> Your instructions
In the records below, render each line as a string in a JSON list, starting at the line containing "Practice. Spot the ornate" and ending at the line containing "Target: floral area rug", both included. Leave out blank lines.

> Data lines
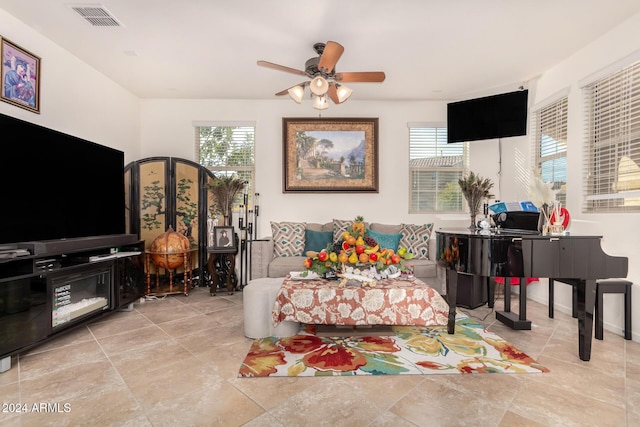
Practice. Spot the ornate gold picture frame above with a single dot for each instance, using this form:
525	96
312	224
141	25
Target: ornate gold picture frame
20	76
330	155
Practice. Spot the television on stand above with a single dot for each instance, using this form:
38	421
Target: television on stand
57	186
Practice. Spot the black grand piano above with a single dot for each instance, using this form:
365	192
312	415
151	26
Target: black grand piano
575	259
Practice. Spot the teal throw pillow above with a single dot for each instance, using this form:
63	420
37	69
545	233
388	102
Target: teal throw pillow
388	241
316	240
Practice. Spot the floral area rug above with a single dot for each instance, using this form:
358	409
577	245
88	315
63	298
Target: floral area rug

--

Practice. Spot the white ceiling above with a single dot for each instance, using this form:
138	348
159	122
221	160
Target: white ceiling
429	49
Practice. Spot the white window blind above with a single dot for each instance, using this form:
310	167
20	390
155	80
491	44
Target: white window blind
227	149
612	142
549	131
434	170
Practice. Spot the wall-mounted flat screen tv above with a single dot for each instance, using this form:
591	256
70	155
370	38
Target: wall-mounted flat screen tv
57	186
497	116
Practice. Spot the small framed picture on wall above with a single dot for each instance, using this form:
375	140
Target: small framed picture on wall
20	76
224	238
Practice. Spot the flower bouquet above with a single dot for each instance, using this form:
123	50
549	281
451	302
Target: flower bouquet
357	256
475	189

> Completed exercise
[
  "Practice. Spot the ornate gold picture frame above with a single dot for each instance, using this form:",
  "525\t96",
  "312\t224",
  "141\t25",
  "Target: ornate gold picture frame",
  "20\t76",
  "330\t155",
  "Practice. Spot the television on stand above with a single dot for each instance, using this form:",
  "38\t421",
  "Target: television on stand",
  "57\t186",
  "Practice. Spot the black grand piano above with a single dot for each instance, using this form:",
  "365\t192",
  "312\t415",
  "151\t26",
  "Target: black grand piano",
  "575\t259",
  "Practice. Spot the teal throw pillow above with a single dot for each instance, using this form:",
  "63\t420",
  "37\t69",
  "545\t233",
  "388\t102",
  "Target: teal throw pillow",
  "388\t241",
  "316\t240",
  "Practice. Spot the floral area rug above with a single dot for each instance, using this form:",
  "358\t409",
  "577\t245",
  "88\t315",
  "63\t298",
  "Target: floral area rug"
]